• **Vorliegender Text**:
···
Kampagne gegen drohenden Einzug von Neonazis in Stadt- und Bezirksparlamente Brandenburgs. Gespräch mit Kim Sommer
Kim Sommer ist Pressesprecherin der Kampagne »Keine Stimme den Nazis«, mit der ein Bündnis aus knapp 40 antifaschistischen Initiativen, gewerkschaftlichen Gruppen und Parteijugendverbänden gegen den drohenden Einzug von Neonazis in Stadt- und Bezirksparlamente bei den Kommunalwahlen in Brandenburg mobil macht. Infos im Internet: keinestimmedennazis.de
Ende September sind Kommunalwahlen in Brandenburg. Welche Ziele hat sich die NPD gesteckt?
Die NPD will flächendeckend antreten und in möglichst viele Kreistage und Stadtverordnetenversammlungen einziehen.
Wie realistisch ist das?
Momentan ist die NPD in drei Kreisparlamenten in Brandenburg vertreten. Allerdings verfügt die Partei flächendeckend noch über keine festen und dauerhaften Strukturen. Ihr fehlt es außerdem an brauchbaren Kandidaten, die sie in den Wahlkampf schicken könnte. Allerdings setzen die Verantwortlichen derzeit alles daran, diese Defizite wettzumachen.
···
• **Erfasste Daten**:

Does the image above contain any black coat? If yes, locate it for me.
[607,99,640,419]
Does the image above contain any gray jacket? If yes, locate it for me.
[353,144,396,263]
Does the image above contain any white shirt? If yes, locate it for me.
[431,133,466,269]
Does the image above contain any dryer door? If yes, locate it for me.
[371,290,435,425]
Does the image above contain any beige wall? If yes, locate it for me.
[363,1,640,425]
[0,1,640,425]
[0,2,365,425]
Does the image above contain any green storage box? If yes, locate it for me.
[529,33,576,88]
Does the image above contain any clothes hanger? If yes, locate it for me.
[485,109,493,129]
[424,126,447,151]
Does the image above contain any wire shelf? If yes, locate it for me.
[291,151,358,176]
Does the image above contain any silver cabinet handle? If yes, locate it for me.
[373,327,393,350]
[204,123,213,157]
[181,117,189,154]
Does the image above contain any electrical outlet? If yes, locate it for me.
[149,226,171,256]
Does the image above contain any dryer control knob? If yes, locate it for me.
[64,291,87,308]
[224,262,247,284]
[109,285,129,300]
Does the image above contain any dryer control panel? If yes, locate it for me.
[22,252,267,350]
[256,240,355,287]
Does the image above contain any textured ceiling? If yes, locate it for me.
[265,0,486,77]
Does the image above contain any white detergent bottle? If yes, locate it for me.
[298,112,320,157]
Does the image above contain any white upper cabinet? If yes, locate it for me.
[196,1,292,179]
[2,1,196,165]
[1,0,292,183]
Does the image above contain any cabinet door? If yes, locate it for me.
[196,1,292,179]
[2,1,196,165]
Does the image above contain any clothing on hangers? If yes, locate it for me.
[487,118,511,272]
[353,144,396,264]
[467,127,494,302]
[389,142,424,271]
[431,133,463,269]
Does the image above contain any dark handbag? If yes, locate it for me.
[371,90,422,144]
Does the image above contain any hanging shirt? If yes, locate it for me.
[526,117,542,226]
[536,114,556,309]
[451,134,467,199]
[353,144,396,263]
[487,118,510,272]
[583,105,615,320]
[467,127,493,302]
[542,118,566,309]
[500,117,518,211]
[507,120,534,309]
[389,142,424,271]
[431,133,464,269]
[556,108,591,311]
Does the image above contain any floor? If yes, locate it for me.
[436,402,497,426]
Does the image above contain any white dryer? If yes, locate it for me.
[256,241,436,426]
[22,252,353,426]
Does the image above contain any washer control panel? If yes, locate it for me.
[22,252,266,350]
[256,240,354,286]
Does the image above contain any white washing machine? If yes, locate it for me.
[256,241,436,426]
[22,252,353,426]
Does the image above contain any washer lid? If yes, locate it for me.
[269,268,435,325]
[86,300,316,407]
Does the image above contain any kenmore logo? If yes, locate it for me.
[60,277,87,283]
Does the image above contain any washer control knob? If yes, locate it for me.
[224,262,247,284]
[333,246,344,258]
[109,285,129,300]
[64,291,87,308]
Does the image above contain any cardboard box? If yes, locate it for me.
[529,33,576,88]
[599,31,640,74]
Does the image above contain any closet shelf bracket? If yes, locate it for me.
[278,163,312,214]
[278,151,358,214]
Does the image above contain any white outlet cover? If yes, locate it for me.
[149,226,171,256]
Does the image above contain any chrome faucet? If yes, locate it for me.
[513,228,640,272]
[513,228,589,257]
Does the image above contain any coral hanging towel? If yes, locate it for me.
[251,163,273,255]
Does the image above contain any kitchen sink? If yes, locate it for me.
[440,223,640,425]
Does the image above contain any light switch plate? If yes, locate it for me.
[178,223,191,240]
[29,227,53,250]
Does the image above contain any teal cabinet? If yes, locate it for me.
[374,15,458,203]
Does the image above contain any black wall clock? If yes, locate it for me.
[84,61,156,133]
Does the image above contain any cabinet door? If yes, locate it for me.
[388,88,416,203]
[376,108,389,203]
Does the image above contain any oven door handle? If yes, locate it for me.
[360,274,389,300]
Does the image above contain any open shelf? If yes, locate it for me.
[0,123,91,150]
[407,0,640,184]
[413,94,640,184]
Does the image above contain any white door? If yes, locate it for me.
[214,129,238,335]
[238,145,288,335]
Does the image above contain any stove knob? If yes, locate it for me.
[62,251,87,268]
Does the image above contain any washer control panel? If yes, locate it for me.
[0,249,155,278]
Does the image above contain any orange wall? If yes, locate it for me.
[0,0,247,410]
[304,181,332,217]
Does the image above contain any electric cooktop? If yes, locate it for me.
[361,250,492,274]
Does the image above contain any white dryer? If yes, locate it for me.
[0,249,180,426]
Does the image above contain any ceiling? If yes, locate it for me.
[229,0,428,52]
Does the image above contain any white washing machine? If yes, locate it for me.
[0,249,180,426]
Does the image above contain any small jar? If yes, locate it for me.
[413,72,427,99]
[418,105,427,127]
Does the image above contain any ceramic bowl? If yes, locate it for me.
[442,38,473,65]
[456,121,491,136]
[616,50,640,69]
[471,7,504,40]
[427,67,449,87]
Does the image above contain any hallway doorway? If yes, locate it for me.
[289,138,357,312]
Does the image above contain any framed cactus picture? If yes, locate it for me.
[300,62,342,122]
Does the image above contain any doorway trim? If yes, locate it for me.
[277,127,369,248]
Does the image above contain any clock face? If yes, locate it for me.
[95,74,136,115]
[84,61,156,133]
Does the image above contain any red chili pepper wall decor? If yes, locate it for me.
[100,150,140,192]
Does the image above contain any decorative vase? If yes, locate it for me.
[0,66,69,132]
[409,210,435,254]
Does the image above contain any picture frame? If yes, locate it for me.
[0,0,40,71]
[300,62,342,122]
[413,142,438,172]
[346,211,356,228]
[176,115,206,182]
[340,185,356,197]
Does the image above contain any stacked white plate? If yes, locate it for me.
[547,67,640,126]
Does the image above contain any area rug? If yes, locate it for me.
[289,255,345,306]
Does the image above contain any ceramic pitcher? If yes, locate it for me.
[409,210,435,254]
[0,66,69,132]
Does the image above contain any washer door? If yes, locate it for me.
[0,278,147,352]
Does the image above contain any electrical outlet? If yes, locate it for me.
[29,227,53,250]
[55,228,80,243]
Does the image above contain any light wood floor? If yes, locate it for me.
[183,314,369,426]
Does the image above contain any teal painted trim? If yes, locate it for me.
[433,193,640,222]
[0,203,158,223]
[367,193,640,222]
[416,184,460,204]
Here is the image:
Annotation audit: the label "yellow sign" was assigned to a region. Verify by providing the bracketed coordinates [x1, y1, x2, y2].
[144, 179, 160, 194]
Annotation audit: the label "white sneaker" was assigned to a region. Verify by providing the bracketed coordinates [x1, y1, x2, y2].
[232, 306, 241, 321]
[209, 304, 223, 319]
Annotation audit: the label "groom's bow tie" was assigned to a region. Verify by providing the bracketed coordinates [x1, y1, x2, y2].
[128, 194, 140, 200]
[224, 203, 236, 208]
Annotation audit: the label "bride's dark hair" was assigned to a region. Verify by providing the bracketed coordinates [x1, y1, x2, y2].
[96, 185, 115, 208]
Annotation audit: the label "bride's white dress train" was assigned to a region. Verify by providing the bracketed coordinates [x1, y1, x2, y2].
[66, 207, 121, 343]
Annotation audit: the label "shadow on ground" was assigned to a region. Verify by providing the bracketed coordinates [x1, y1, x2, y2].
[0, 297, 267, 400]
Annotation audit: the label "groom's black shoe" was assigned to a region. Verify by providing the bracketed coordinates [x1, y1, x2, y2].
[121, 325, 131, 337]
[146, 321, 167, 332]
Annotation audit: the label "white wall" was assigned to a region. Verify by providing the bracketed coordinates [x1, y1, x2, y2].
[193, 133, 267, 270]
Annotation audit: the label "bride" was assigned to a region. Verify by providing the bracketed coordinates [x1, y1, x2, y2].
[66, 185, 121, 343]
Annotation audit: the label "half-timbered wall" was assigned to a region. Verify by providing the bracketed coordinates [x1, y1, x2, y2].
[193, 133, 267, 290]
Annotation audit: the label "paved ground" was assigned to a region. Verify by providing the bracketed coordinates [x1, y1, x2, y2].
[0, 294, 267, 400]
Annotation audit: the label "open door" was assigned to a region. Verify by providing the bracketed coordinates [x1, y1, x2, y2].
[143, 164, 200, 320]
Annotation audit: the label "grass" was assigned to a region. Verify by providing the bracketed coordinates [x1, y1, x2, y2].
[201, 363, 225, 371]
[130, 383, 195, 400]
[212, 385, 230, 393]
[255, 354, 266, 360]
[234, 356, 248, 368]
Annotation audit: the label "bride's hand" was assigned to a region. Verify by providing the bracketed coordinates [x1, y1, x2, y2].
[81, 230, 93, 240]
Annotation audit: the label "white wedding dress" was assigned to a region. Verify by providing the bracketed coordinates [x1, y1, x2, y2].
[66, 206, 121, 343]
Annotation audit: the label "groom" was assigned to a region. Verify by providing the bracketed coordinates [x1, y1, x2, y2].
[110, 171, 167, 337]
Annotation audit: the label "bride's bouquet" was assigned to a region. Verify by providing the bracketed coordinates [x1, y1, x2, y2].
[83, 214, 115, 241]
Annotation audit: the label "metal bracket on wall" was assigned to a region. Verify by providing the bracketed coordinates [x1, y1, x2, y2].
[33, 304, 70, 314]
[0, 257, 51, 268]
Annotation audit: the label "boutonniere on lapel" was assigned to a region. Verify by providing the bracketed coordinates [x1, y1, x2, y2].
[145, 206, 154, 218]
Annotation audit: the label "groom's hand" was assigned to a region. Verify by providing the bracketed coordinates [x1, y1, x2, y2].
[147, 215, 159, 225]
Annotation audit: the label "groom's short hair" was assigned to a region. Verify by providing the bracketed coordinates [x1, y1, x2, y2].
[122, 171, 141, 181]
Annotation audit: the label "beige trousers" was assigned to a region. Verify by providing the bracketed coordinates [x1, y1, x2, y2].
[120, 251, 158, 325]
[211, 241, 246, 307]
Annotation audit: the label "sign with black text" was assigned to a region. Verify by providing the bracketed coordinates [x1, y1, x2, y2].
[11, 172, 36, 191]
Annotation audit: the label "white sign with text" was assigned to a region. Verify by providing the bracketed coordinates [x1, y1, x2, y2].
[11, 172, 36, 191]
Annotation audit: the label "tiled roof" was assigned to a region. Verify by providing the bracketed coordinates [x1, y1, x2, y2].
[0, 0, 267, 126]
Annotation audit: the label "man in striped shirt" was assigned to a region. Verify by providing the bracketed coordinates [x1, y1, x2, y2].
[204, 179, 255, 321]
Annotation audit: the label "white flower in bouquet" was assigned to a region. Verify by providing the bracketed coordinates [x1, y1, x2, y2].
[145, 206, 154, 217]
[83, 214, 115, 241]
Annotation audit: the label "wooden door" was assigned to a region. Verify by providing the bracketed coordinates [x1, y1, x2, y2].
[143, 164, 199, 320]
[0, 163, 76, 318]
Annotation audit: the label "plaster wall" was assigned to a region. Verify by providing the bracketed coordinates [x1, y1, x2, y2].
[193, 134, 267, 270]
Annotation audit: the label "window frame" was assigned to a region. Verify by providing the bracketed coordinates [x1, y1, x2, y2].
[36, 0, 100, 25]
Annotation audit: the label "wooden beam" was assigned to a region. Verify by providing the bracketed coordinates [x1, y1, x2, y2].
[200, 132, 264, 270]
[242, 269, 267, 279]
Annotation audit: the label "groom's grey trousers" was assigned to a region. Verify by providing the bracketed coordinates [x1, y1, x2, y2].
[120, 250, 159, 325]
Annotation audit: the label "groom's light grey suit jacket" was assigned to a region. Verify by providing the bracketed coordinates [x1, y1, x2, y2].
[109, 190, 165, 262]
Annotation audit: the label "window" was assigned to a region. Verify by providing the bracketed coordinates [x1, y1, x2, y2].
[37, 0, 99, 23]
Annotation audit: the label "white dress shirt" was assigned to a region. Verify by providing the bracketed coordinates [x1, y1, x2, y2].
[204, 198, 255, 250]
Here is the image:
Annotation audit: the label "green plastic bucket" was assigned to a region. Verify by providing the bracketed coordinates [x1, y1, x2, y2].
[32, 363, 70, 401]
···
• **Aufgaben**:
a: In wie vielen Kreisparlamenten Brandenburgs ist die NPD laut dem Interview über die Kampagne »Keine Stimme den Nazis« momentan vertreten?
b: Schreiben Sie das Interview über die Kampagne »Keine Stimme den Nazis« im Anschluss an seinen letzten Satz weiter.

• **Antworten**:
a: In drei Kreisparlamenten.

b:
Wie gehen die Neonazis dabei vor?
Es wird versucht, Anschluß an die Bevölkerung zu finden. Dazu wird ganz gezielt die Zusammenarbeit mit Bürgerinitiativen und Vereinen gesucht. Darin engagieren sie sich dann zum Beispiel für die Sanierung einer Straße und verpassen sich damit ein Image von Bürgernähe. Das geschieht auch mit Aktivitäten wie der Veranstaltung von Kinderfesten oder der Verteilung von Schülerzeitungen. Um die Leute nicht zu verschrecken, halten die Repräsentanten mit ihrer menschenverachtenden Ideologie hinterm Berg. Sie verbreiten aber billige Klischees über Migranten, knüpfen an bestehende Rassismen in der Bevölkerung an oder verkaufen sich als Alternative zum Sozialabbau. Wofür die NPD wirklich steht – für nationalistischen Wahn, Antisemitismus, Rassismus, verquere Kapitalismuskritik, Führerkult und Homophobie –, offenbart erst ein Blick in Programm und Parteizeitung.
Wie involviert sind bei alledem die »Freien Kameradschaften«?
Wo immer die NPD in Brandenburg in Erscheinung tritt – ob bei den seit einiger Zeit vermehrten Kundgebungen, rund um Infotische oder auf Aufmärschen – stehen ihr gewalttätige Neonazis aus dem Spektrum der »Freien Kameradschaften« tatkräftig zur Seite. Wie überall in Ostdeutschland sind Partei und »Kameradschaften« personell und organisatorisch eng verbunden.
In Brandenburg ist seit neun Jahren die Deutsche Volksunion (DVU) im Landtag vertreten. Machen die Rechtsparteien zur Kommunalwahl gemeinsame Sache?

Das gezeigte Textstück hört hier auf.